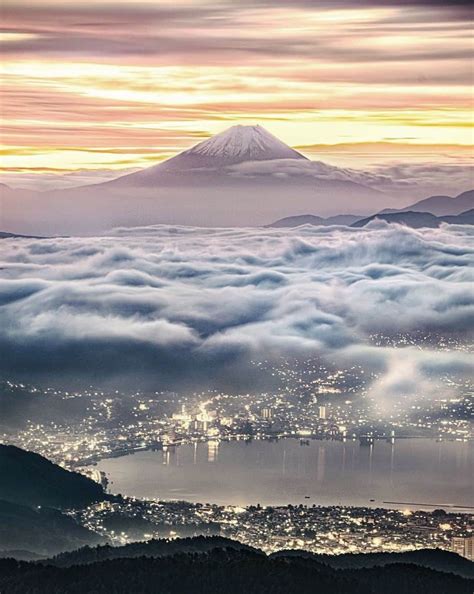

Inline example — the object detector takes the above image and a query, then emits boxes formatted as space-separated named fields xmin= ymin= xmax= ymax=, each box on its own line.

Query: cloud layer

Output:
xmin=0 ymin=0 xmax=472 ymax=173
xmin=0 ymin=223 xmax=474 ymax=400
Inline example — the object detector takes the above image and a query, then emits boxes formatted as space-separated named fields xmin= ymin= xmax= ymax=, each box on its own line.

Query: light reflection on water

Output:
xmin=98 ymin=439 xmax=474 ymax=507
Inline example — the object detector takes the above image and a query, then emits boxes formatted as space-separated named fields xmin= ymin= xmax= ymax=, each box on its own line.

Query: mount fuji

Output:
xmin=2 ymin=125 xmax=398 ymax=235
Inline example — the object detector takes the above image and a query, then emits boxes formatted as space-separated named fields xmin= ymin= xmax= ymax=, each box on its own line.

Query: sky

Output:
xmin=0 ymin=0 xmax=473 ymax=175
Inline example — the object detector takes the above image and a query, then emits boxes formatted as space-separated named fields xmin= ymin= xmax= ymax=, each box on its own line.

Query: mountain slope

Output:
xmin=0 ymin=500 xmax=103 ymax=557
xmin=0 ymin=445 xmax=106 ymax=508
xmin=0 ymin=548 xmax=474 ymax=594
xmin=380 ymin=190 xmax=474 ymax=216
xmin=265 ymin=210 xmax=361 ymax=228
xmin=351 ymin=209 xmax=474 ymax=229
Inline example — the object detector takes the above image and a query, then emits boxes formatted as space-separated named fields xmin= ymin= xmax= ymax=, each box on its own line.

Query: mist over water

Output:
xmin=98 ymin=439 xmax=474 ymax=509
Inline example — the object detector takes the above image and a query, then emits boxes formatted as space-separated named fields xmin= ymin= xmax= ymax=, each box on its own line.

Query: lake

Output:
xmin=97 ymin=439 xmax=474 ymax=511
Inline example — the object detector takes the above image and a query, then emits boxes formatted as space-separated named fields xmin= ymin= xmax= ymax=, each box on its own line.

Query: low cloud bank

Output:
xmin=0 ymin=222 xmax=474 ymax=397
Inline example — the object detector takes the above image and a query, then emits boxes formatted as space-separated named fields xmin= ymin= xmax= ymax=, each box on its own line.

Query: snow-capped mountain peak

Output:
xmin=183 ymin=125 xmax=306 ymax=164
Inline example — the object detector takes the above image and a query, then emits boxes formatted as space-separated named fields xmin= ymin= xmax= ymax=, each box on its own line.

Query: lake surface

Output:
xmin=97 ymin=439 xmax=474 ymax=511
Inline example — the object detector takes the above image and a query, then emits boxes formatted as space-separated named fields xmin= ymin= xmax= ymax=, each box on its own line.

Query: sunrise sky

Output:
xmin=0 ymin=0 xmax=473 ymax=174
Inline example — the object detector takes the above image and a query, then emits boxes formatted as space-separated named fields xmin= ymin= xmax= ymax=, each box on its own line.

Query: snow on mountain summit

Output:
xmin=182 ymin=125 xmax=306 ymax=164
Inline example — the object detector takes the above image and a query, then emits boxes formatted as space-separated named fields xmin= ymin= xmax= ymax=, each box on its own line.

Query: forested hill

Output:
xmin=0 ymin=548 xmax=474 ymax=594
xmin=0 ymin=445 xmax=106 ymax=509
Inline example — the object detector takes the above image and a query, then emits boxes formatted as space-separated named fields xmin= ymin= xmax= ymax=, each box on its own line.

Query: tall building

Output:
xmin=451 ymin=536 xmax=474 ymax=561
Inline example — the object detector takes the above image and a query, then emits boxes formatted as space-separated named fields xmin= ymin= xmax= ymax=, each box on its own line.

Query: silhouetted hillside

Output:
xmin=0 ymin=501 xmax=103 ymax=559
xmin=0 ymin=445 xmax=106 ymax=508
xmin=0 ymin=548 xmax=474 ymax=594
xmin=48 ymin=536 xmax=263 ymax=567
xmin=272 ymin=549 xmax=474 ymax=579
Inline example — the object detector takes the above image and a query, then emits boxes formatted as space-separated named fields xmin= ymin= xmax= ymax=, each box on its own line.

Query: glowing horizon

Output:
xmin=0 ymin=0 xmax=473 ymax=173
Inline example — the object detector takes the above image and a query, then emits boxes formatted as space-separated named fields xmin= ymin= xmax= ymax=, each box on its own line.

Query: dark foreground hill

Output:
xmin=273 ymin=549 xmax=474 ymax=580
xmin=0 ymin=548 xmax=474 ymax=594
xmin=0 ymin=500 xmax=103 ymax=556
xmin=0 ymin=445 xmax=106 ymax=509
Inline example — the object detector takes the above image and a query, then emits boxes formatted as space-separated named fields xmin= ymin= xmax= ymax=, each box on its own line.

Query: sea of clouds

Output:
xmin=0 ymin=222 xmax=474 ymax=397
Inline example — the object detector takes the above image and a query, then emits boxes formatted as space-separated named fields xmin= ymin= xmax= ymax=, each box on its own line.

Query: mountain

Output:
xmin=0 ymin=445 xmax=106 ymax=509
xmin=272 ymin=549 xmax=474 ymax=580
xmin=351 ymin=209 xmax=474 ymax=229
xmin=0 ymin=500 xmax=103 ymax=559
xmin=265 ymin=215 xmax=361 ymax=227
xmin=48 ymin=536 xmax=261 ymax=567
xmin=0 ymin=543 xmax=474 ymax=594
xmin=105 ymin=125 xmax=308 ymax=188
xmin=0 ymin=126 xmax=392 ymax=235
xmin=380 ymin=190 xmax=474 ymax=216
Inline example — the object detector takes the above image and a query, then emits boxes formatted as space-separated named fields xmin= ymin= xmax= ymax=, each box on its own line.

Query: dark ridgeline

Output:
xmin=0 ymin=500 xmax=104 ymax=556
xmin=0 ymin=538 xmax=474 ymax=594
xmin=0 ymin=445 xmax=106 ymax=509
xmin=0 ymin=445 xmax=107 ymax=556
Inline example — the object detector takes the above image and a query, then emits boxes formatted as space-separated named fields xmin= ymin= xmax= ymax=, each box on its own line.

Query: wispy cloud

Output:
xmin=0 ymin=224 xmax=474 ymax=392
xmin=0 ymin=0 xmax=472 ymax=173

## Problem description:
Can you write out every row above word for word, with the pictures left out?

## Result:
Inline example — the object detector takes the above image and a query, then emits boxes formatted as space-separated named fields xmin= ymin= xmax= ymax=, each box on its own line.

Query: cloud layer

Output:
xmin=0 ymin=0 xmax=472 ymax=173
xmin=0 ymin=223 xmax=474 ymax=400
Inline example — the object detector takes the above image and a query, then emits boxes formatted as space-separated named fields xmin= ymin= xmax= ymax=, each box on its own line.

Query: light reflection on water

Output:
xmin=98 ymin=439 xmax=474 ymax=507
Inline example — the object detector takes the above image and a query, then emits boxes formatted as space-separated named fields xmin= ymin= xmax= ymax=, each box on its own line.

Query: mount fuji

Output:
xmin=2 ymin=125 xmax=398 ymax=235
Inline example — the object detector takes the above image and a query, then emits boxes formatted as space-separated named fields xmin= ymin= xmax= ymax=, each box on its own line.

Query: sky

Output:
xmin=0 ymin=0 xmax=473 ymax=175
Inline example — the object detector takes the above image and a query, then emits boxes formatted as space-separated named fields xmin= ymin= xmax= ymax=, each box on its own line.

Query: mountain slope

Output:
xmin=0 ymin=500 xmax=103 ymax=557
xmin=0 ymin=445 xmax=106 ymax=508
xmin=0 ymin=548 xmax=474 ymax=594
xmin=380 ymin=190 xmax=474 ymax=216
xmin=265 ymin=210 xmax=361 ymax=228
xmin=351 ymin=209 xmax=474 ymax=229
Inline example — the object detector takes the above image and a query, then emits boxes formatted as space-separated named fields xmin= ymin= xmax= ymax=, each box on its own line.

Query: mist over water

Output:
xmin=98 ymin=439 xmax=474 ymax=509
Inline example — the object detector takes the above image and a query, then emits boxes formatted as space-separated named fields xmin= ymin= xmax= ymax=, each box on its own line.

Query: lake

Output:
xmin=97 ymin=439 xmax=474 ymax=511
Inline example — the object detector takes the above image and a query, then emits boxes formatted as space-separated named fields xmin= ymin= xmax= ymax=, each box on its own line.

Query: low cloud bank

Output:
xmin=0 ymin=222 xmax=474 ymax=397
Inline example — the object detector takes the above image and a query, then emits boxes formatted as space-separated named fields xmin= ymin= xmax= ymax=, each box on its own line.

Query: snow-capped mountain peak

Output:
xmin=183 ymin=125 xmax=306 ymax=164
Inline example — the object detector takes the above image and a query, then emits boxes formatted as space-separated named fields xmin= ymin= xmax= ymax=, each box on its own line.

Query: lake surface

Output:
xmin=97 ymin=439 xmax=474 ymax=511
Inline example — the object detector takes the above image and a query, then emits boxes formatted as space-separated named fields xmin= ymin= xmax= ymax=, each box on its own line.

Query: sunrise sky

Output:
xmin=0 ymin=0 xmax=473 ymax=174
Inline example — the object detector takes the above image and a query, then emits boxes formatted as space-separated named fields xmin= ymin= xmax= ymax=, each box on its own line.

Query: snow on mountain summit

Output:
xmin=182 ymin=125 xmax=306 ymax=164
Inline example — the object detector takes the above image and a query, then emits boxes formatted as space-separated named fields xmin= ymin= xmax= ymax=, each box on its own line.

Query: forested hill

Output:
xmin=0 ymin=548 xmax=474 ymax=594
xmin=0 ymin=445 xmax=106 ymax=509
Inline example — the object detector takes the above image and a query, then emits boxes formatted as space-separated named fields xmin= ymin= xmax= ymax=, each box on its own line.

Query: tall building

Output:
xmin=451 ymin=536 xmax=474 ymax=561
Inline example — the object detector takes the above image and a query, then emits boxes formatted as space-separated named fields xmin= ymin= xmax= ymax=, each box on its own line.

Query: silhouetted hillside

Output:
xmin=0 ymin=501 xmax=103 ymax=559
xmin=0 ymin=445 xmax=106 ymax=508
xmin=0 ymin=548 xmax=474 ymax=594
xmin=48 ymin=536 xmax=263 ymax=567
xmin=272 ymin=549 xmax=474 ymax=579
Inline example — the object detector takes the above image and a query, then emits boxes formatted as space-separated named fields xmin= ymin= xmax= ymax=, each box on its own line.

Query: glowing horizon

Output:
xmin=0 ymin=0 xmax=473 ymax=173
Inline example — the object detector takes the above image and a query, then emits boxes formatted as space-separated named fields xmin= ymin= xmax= ymax=, each box on its own line.

Query: dark foreground hill

Output:
xmin=273 ymin=549 xmax=474 ymax=580
xmin=0 ymin=548 xmax=474 ymax=594
xmin=0 ymin=500 xmax=103 ymax=556
xmin=0 ymin=445 xmax=106 ymax=509
Inline example — the object detector takes the above image and a query, then emits boxes formatted as space-separated named fields xmin= ymin= xmax= ymax=, each box on its own line.

Query: sea of clouds

Output:
xmin=0 ymin=222 xmax=474 ymax=397
Inline example — the object detector takes the above image and a query, then emits boxes formatted as space-separated named fields xmin= ymin= xmax= ymax=, each box on its own line.

Query: mountain

Output:
xmin=0 ymin=445 xmax=106 ymax=509
xmin=272 ymin=549 xmax=474 ymax=580
xmin=351 ymin=209 xmax=474 ymax=229
xmin=0 ymin=500 xmax=103 ymax=559
xmin=265 ymin=215 xmax=361 ymax=227
xmin=48 ymin=536 xmax=261 ymax=567
xmin=0 ymin=543 xmax=474 ymax=594
xmin=105 ymin=125 xmax=308 ymax=188
xmin=0 ymin=126 xmax=392 ymax=235
xmin=380 ymin=190 xmax=474 ymax=216
Inline example — the object detector takes the above image and a query, then emits boxes formatted as space-separated named fields xmin= ymin= xmax= ymax=, each box on its own line.

Query: dark ridgeline

Output:
xmin=0 ymin=500 xmax=104 ymax=556
xmin=0 ymin=538 xmax=474 ymax=594
xmin=0 ymin=445 xmax=106 ymax=509
xmin=0 ymin=445 xmax=107 ymax=556
Inline example — the object detector takes the above image and a query, then emits boxes formatted as space-separated named fields xmin= ymin= xmax= ymax=, each box on its own line.

Query: wispy cloud

Output:
xmin=0 ymin=224 xmax=474 ymax=392
xmin=0 ymin=0 xmax=472 ymax=173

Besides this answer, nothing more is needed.